--- Provided material ---

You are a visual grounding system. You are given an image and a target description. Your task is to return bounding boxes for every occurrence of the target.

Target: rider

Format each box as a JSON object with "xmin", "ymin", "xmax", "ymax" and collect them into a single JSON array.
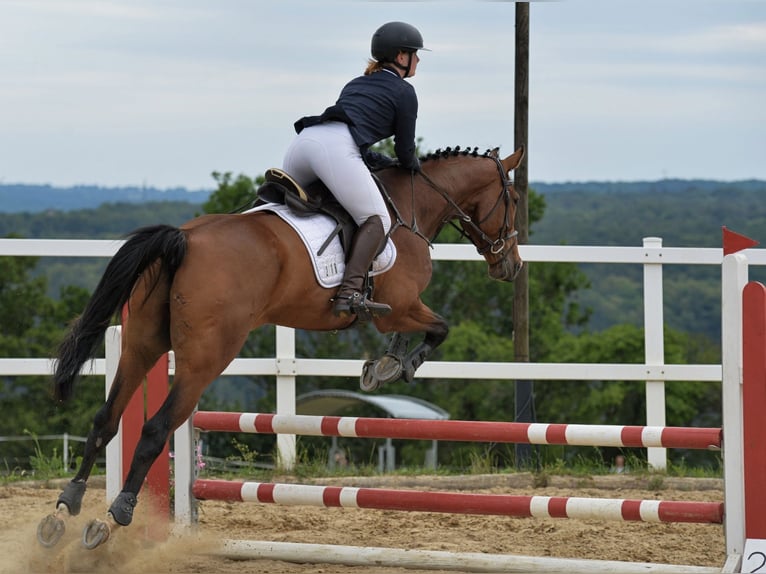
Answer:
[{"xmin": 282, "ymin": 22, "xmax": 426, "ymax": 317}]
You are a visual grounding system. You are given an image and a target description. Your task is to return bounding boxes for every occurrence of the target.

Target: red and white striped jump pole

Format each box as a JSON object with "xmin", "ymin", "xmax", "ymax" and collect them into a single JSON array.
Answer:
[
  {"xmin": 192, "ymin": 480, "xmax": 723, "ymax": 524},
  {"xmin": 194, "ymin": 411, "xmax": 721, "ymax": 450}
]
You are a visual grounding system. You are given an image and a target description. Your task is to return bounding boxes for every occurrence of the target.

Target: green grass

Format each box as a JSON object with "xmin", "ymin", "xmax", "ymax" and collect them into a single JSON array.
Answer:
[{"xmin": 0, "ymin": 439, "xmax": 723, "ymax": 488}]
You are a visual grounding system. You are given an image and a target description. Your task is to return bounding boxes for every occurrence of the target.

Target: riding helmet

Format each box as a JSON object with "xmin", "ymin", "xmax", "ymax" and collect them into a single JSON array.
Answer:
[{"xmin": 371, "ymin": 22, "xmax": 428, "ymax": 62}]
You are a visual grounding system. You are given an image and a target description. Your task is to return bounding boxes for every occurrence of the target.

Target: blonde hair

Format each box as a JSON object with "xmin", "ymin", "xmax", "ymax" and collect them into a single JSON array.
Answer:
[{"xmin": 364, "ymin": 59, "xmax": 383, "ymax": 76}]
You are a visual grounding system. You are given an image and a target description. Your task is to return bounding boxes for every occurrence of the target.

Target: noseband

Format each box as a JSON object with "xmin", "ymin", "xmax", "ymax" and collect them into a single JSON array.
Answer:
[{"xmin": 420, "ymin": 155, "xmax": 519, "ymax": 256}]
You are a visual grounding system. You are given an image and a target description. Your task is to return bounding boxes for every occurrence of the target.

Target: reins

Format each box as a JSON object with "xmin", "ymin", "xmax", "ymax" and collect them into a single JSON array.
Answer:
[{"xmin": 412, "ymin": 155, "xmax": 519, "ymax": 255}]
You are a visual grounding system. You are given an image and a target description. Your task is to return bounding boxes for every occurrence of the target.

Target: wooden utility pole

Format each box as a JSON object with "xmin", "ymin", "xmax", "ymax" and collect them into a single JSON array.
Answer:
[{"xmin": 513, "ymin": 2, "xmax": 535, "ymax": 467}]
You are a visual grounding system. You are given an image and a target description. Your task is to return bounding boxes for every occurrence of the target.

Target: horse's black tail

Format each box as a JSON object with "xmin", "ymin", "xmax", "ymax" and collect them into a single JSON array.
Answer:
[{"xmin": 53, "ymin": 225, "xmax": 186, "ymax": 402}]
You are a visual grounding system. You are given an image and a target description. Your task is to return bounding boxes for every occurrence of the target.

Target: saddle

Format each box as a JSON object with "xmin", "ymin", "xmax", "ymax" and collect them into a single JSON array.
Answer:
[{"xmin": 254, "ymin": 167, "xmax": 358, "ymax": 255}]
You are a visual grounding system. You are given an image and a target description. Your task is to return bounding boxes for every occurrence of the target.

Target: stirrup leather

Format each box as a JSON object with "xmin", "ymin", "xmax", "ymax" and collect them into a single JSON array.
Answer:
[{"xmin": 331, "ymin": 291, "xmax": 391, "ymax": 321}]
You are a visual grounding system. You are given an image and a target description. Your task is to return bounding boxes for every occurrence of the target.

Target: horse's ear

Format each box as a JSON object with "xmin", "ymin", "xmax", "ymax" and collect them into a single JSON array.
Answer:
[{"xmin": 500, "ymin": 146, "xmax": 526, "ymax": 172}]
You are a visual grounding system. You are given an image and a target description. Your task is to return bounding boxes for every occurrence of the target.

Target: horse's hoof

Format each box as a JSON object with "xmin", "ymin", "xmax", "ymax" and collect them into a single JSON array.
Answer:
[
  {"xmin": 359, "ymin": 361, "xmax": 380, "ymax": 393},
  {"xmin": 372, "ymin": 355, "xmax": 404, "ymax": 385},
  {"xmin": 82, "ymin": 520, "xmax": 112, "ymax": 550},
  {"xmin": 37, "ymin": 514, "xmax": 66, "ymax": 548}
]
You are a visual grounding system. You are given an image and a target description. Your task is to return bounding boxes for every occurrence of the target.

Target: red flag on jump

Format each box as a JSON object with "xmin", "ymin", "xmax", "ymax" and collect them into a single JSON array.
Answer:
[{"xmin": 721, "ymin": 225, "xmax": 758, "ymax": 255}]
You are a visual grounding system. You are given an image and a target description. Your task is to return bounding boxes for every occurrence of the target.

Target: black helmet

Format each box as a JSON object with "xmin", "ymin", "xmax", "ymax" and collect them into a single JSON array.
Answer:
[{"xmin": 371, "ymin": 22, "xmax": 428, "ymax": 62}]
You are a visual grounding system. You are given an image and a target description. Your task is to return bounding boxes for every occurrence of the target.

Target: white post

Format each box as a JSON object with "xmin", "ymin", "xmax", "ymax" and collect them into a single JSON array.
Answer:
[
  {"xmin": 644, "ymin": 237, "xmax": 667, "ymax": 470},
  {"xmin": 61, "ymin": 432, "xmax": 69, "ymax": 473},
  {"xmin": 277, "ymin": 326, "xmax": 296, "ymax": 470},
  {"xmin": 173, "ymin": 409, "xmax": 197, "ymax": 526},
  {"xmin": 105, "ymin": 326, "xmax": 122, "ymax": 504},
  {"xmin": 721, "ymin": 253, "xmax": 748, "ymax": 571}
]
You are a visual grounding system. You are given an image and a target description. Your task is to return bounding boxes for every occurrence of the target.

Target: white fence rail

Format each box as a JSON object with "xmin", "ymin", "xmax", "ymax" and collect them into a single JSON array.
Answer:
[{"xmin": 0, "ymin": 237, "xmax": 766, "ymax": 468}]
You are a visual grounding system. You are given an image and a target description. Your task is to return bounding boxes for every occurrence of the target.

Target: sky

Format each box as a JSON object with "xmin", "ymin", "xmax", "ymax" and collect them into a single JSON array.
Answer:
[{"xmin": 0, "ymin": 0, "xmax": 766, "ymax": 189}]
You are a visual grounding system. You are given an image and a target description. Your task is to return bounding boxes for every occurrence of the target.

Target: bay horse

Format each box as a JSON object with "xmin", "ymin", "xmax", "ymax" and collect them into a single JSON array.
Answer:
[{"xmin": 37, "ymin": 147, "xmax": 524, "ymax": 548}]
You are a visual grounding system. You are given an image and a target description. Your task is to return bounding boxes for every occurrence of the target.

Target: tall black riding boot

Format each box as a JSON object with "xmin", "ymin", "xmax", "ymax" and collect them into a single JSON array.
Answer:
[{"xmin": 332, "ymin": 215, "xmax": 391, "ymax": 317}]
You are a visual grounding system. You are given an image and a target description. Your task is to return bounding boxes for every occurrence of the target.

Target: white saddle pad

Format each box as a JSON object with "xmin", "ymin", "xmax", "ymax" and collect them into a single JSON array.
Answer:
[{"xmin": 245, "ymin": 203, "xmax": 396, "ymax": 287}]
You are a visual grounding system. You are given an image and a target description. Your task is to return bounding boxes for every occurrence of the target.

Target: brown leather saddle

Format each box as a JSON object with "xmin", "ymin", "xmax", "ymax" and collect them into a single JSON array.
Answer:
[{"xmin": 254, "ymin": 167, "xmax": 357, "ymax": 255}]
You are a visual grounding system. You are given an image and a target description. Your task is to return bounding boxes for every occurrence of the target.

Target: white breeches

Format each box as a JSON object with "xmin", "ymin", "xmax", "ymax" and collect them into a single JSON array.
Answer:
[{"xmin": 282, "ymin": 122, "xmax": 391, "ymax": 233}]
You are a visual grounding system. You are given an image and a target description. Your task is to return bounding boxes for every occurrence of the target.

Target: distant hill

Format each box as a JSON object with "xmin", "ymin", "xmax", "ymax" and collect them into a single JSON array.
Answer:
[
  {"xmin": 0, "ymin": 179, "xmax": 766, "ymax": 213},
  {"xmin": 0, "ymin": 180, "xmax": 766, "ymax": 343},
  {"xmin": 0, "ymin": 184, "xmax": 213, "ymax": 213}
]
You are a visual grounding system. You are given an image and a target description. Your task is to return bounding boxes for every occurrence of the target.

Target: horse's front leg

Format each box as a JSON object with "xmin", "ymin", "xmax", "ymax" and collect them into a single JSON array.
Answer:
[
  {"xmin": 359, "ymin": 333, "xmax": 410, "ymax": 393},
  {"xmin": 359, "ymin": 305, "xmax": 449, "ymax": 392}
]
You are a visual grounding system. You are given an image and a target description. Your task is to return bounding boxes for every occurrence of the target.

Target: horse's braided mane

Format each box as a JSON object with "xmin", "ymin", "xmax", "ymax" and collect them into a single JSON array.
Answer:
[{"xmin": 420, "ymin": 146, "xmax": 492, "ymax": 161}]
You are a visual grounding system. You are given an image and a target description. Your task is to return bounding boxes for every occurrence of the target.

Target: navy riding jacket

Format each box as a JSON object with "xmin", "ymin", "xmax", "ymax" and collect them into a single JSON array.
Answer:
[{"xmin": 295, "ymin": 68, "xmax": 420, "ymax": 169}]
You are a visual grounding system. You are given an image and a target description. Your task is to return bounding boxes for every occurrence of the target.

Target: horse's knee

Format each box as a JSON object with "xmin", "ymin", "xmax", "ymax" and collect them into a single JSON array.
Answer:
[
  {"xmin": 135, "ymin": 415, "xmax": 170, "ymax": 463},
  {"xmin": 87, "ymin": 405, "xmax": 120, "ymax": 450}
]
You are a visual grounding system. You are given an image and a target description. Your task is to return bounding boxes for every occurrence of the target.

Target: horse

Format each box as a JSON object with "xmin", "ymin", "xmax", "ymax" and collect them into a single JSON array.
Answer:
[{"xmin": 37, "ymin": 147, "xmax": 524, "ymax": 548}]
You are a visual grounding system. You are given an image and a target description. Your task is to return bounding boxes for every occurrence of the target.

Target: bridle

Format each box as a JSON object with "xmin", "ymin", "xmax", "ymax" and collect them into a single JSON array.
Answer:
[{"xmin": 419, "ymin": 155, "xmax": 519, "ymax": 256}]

---
--- Provided material ---

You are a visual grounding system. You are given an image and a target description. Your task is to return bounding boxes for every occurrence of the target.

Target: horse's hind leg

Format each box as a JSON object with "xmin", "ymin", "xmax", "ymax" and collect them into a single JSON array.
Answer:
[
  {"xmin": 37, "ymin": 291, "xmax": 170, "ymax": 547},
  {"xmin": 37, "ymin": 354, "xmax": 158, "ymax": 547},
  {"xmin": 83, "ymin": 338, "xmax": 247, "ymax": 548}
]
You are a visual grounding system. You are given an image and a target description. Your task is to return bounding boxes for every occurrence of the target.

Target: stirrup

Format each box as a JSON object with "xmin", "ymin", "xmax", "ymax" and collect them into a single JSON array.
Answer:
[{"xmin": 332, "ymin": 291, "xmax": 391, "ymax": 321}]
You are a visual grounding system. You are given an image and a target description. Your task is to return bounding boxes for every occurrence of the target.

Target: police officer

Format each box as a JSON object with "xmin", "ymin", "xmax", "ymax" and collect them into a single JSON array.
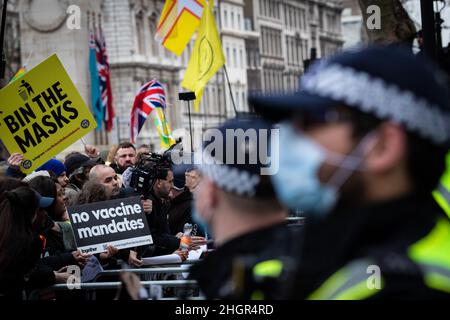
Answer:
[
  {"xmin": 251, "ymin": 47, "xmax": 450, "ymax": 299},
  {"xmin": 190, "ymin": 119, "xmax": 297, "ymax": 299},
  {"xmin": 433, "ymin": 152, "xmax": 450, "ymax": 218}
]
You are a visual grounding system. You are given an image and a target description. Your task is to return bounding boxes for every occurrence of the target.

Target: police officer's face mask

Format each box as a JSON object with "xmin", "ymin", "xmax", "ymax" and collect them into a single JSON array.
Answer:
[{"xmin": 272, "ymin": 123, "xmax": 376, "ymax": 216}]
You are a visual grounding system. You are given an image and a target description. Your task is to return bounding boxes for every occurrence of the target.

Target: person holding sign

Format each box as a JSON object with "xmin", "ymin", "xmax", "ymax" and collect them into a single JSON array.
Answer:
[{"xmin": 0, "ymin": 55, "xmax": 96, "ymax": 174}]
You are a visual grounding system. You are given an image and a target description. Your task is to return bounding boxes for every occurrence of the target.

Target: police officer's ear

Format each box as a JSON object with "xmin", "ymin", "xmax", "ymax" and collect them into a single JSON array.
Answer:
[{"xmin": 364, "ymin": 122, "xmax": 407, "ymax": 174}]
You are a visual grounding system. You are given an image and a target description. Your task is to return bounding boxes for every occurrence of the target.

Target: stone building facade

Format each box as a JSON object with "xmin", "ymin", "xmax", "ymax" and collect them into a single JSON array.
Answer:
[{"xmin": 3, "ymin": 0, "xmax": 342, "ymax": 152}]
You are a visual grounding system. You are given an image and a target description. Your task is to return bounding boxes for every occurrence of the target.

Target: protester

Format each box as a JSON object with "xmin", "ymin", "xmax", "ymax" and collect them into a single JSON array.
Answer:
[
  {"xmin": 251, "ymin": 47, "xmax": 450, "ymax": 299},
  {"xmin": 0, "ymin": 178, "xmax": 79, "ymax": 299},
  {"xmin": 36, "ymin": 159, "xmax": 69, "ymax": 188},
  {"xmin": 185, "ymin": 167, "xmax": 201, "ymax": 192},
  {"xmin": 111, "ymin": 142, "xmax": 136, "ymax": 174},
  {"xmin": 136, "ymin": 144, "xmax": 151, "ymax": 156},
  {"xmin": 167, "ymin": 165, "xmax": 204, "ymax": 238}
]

---
--- Provided material ---

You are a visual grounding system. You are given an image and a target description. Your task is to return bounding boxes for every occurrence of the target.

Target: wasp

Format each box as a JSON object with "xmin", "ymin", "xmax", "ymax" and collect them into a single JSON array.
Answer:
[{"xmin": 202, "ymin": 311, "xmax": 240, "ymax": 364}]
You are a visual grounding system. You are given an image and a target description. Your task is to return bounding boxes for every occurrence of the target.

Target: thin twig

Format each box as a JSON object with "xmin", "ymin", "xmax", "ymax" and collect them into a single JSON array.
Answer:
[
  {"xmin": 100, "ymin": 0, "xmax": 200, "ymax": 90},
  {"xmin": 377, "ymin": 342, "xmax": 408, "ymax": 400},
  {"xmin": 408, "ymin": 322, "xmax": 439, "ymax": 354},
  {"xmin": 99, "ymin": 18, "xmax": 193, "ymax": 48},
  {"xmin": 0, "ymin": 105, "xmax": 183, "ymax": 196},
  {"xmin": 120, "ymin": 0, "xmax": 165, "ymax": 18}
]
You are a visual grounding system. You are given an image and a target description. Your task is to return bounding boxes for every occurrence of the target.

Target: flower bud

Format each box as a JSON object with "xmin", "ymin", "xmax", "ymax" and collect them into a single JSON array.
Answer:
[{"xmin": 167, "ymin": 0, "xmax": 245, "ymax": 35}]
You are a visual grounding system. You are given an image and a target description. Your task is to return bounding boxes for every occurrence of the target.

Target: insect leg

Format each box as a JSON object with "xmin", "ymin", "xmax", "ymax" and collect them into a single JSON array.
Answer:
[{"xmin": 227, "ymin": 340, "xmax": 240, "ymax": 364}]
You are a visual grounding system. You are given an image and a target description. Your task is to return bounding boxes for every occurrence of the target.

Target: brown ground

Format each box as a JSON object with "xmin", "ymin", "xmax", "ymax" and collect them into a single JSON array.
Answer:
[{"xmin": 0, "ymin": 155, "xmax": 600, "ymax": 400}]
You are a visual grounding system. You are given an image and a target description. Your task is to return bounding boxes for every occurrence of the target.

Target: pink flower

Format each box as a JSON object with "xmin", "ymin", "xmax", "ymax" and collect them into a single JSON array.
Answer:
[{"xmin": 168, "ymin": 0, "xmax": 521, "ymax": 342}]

---

Exercise objective: Please find each line above that contains the word "helmet" and copy every one of them out in full.

Answer for the task:
Target: riding helmet
Target: black helmet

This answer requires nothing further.